Task goal ▸ Could you copy the lines below without any changes, starting at the line that has "Would you point at the thin" and stopping after the line that has "point(491, 287)"?

####################

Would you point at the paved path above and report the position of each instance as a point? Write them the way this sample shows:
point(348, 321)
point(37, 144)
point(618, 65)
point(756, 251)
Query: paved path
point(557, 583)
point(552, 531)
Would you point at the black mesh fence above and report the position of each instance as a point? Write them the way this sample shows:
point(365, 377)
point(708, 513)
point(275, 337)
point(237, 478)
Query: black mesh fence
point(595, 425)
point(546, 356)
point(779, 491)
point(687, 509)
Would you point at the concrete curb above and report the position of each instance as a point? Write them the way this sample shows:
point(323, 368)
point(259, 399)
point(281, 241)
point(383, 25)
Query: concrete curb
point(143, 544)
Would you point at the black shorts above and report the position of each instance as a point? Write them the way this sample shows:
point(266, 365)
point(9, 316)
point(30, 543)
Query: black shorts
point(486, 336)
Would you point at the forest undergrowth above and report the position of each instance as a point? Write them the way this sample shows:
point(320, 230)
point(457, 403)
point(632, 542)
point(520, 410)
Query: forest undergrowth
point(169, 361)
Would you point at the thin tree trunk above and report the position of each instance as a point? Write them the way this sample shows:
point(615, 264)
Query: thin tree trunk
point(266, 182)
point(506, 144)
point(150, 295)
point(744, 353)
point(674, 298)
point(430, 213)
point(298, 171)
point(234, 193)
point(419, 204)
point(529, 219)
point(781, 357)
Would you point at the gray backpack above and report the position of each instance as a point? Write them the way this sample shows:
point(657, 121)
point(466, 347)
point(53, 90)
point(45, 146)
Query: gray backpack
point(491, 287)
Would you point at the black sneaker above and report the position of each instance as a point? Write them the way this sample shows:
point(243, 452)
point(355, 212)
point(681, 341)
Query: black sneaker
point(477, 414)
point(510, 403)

####################

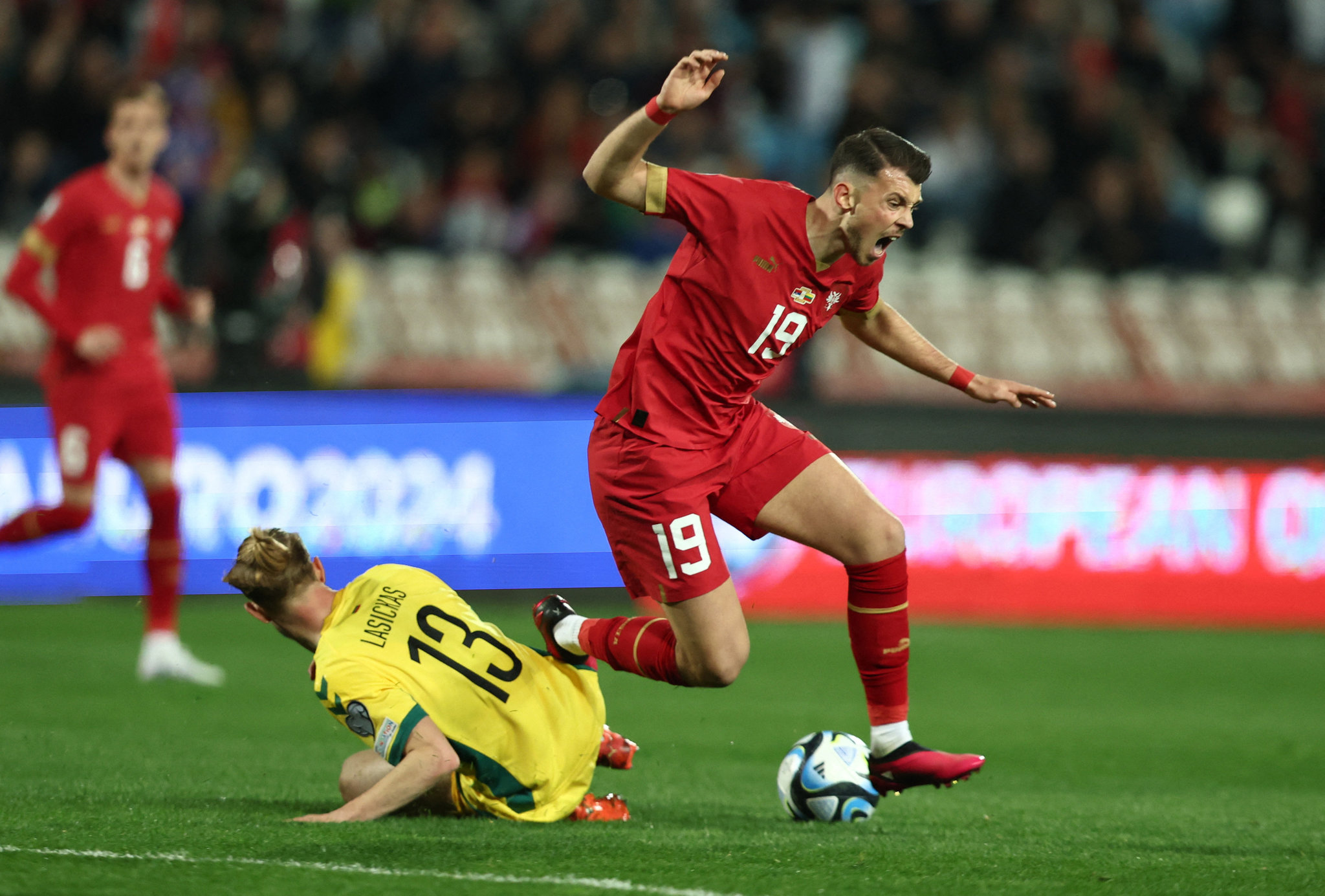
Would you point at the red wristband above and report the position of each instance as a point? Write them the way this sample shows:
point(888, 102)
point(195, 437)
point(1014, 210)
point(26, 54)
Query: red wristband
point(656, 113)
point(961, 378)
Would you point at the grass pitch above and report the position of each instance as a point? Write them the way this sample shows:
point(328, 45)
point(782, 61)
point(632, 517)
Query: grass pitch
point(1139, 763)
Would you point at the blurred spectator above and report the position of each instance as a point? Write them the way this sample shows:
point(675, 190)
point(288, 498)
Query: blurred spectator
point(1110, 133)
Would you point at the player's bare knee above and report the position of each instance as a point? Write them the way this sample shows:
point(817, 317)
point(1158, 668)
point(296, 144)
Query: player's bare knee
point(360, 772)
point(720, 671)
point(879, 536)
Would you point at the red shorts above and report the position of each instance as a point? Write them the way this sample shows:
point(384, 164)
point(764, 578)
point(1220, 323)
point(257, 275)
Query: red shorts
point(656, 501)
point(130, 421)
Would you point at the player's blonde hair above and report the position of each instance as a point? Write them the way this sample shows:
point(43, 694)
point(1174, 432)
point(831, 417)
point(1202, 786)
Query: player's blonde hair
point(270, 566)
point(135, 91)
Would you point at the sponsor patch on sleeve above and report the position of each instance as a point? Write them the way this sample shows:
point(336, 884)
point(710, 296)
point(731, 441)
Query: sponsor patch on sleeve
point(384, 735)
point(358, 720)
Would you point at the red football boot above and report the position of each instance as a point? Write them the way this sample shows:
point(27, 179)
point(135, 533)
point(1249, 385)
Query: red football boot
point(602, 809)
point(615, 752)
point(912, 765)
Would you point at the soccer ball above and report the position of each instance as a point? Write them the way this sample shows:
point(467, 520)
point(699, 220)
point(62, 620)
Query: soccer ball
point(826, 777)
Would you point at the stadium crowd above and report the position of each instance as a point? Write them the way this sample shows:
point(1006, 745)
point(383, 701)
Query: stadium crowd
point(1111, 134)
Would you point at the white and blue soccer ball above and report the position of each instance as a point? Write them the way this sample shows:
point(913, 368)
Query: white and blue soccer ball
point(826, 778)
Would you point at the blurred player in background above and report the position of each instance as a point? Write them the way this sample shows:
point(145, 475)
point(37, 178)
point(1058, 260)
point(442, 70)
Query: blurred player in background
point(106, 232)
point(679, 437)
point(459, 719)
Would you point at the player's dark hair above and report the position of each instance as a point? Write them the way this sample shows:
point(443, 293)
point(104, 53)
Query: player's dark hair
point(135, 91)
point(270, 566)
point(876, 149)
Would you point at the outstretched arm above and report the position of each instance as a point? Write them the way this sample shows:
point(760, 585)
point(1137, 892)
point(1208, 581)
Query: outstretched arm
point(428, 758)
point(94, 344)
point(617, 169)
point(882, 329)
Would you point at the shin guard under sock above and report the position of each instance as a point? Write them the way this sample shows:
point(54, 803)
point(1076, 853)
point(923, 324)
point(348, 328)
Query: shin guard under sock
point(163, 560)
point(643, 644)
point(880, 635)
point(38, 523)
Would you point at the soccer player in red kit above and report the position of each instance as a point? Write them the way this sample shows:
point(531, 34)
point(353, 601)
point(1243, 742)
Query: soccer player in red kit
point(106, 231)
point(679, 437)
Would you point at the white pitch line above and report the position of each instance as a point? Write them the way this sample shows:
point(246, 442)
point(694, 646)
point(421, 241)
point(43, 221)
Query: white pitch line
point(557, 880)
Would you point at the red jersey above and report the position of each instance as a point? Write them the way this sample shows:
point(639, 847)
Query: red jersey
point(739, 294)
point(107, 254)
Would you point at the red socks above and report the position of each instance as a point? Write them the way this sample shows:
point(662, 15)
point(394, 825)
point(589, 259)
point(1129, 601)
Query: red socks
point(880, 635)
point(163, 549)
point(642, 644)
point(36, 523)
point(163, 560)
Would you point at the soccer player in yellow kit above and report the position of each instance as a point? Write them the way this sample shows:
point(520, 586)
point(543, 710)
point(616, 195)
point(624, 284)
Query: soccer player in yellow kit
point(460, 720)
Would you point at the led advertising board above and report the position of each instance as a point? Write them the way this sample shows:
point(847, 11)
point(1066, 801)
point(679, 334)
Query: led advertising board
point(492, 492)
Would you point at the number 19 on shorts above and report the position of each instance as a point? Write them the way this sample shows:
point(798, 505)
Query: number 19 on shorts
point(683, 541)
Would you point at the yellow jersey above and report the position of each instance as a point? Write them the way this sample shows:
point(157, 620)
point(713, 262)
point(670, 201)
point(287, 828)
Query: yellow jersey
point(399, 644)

####################

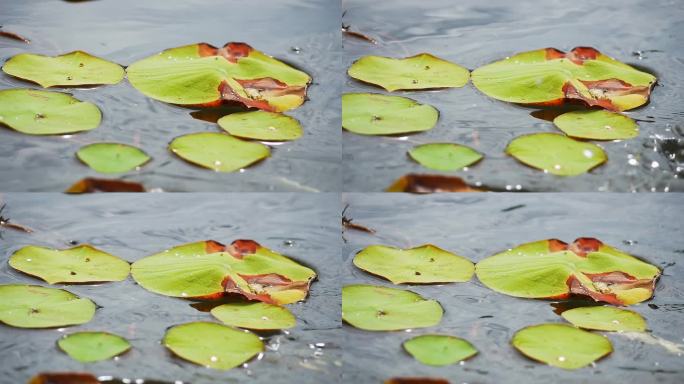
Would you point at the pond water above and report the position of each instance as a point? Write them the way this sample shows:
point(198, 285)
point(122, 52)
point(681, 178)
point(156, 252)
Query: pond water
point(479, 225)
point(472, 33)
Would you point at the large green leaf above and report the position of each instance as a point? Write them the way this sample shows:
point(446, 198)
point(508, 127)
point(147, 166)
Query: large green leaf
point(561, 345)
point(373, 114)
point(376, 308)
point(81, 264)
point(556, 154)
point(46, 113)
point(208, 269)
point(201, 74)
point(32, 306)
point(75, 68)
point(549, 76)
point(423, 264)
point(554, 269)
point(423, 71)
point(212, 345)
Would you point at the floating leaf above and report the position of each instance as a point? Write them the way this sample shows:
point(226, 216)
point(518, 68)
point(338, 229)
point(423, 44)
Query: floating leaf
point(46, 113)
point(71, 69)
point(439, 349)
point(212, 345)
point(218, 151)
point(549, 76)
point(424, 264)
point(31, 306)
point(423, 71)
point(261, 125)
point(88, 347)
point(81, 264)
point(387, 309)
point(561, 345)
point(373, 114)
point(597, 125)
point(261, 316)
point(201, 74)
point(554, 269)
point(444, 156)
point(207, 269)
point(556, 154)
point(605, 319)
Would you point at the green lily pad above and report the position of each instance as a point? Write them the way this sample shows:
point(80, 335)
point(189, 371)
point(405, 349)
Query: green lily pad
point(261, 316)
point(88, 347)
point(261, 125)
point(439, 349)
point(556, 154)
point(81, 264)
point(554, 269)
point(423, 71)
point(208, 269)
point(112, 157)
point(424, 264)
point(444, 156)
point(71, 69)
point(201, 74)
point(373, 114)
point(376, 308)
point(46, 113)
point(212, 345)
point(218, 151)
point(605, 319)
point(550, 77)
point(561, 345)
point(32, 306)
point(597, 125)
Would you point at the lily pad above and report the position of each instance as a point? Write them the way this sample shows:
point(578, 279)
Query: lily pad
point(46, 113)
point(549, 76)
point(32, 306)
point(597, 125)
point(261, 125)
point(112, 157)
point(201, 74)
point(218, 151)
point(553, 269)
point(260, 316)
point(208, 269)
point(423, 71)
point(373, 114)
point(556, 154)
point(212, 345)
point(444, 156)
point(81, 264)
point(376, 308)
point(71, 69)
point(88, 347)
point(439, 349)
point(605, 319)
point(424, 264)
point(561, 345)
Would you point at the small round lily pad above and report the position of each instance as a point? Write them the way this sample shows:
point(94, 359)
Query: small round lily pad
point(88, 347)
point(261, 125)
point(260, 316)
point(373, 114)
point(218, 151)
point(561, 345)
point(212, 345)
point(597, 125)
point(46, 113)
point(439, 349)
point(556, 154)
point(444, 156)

####################

Answer to this exercise ▸
Would you point at the thin tree trunk above and report the position of each instance as a point? Write them the way this sample shows:
point(615, 264)
Query: thin tree trunk
point(266, 182)
point(506, 144)
point(150, 295)
point(744, 353)
point(674, 298)
point(430, 213)
point(298, 171)
point(234, 193)
point(419, 204)
point(529, 219)
point(781, 357)
Would you point at the gray backpack above and report the position of each instance as a point? Write them the way this sample shows:
point(657, 121)
point(466, 347)
point(53, 90)
point(45, 146)
Query: gray backpack
point(491, 287)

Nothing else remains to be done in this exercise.